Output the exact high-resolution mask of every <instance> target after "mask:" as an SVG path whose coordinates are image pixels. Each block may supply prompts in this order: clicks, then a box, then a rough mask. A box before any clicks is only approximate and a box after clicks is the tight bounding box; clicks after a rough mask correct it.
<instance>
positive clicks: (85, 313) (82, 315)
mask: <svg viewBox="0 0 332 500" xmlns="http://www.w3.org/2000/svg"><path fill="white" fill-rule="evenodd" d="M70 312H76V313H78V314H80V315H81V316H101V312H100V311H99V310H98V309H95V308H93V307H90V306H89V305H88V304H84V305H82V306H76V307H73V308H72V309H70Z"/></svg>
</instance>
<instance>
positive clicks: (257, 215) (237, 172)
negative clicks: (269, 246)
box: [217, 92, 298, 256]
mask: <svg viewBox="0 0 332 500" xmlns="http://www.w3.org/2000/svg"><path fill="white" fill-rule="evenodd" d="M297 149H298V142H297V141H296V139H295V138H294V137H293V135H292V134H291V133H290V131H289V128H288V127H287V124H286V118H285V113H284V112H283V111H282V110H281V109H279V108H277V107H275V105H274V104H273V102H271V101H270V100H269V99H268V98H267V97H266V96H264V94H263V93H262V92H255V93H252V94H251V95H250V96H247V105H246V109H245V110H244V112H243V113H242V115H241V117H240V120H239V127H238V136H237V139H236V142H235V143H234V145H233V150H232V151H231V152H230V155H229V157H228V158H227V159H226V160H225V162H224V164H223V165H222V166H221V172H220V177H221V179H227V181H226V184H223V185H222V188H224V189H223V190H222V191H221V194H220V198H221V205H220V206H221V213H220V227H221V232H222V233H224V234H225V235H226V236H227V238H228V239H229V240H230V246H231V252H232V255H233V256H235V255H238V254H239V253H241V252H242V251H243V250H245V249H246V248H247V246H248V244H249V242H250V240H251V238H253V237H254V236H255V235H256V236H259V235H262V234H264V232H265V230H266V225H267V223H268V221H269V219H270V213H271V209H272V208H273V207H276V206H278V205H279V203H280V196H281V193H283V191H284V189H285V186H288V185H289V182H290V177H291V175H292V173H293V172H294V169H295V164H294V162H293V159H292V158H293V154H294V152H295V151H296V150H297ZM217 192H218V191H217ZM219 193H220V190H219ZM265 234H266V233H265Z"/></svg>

## TASK GOAL
Having gone through the data above, repeat it exactly.

## RESULT FOR THIS EXERCISE
Output the exact high-resolution mask of every <instance> target after "mask:" as an SVG path whose coordinates are image pixels. Each block may supply prompts in this order: clicks, then a box, then a rough mask. A box before any clicks is only approximate and a box after clicks is the tight bounding box; clicks after a rough mask correct it.
<instance>
positive clicks: (85, 313) (82, 315)
mask: <svg viewBox="0 0 332 500" xmlns="http://www.w3.org/2000/svg"><path fill="white" fill-rule="evenodd" d="M70 312H76V313H78V314H80V315H81V316H101V312H100V311H99V310H98V309H95V308H93V307H90V306H89V305H88V304H84V305H82V306H76V307H73V308H72V309H70Z"/></svg>
</instance>
<instance>
positive clicks: (257, 215) (237, 172)
negative clicks: (269, 246)
box: [217, 92, 298, 256]
mask: <svg viewBox="0 0 332 500" xmlns="http://www.w3.org/2000/svg"><path fill="white" fill-rule="evenodd" d="M297 149H298V142H297V141H296V139H295V138H294V137H293V135H292V134H291V133H290V131H289V128H288V127H287V124H286V118H285V113H284V112H283V111H282V110H281V109H279V108H277V107H275V105H274V104H273V102H271V101H270V100H269V99H268V98H267V97H266V96H264V94H263V93H262V92H255V93H252V94H251V95H250V96H247V105H246V109H245V110H244V112H243V113H242V115H241V117H240V120H239V127H238V136H237V139H236V142H235V143H234V145H233V150H232V151H231V152H230V155H229V157H228V158H227V159H226V160H225V162H224V164H223V165H222V166H221V172H220V177H221V179H227V181H226V184H223V185H222V188H224V189H223V190H222V191H221V194H220V198H221V205H220V206H221V213H220V227H221V232H222V233H224V234H225V235H226V236H227V238H228V239H229V240H230V246H231V252H232V255H233V256H235V255H238V254H239V253H241V252H242V251H243V250H245V249H246V248H247V246H248V244H249V242H250V240H251V238H253V237H254V236H255V235H256V236H259V235H262V234H264V232H265V230H266V225H267V223H268V221H269V219H270V213H271V209H272V208H273V207H276V206H278V205H279V203H280V196H281V193H283V191H284V189H285V186H288V185H289V182H290V177H291V175H292V173H293V172H294V169H295V164H294V162H293V159H292V158H293V154H294V152H295V151H296V150H297ZM217 192H218V191H217ZM219 193H220V190H219ZM265 234H266V233H265Z"/></svg>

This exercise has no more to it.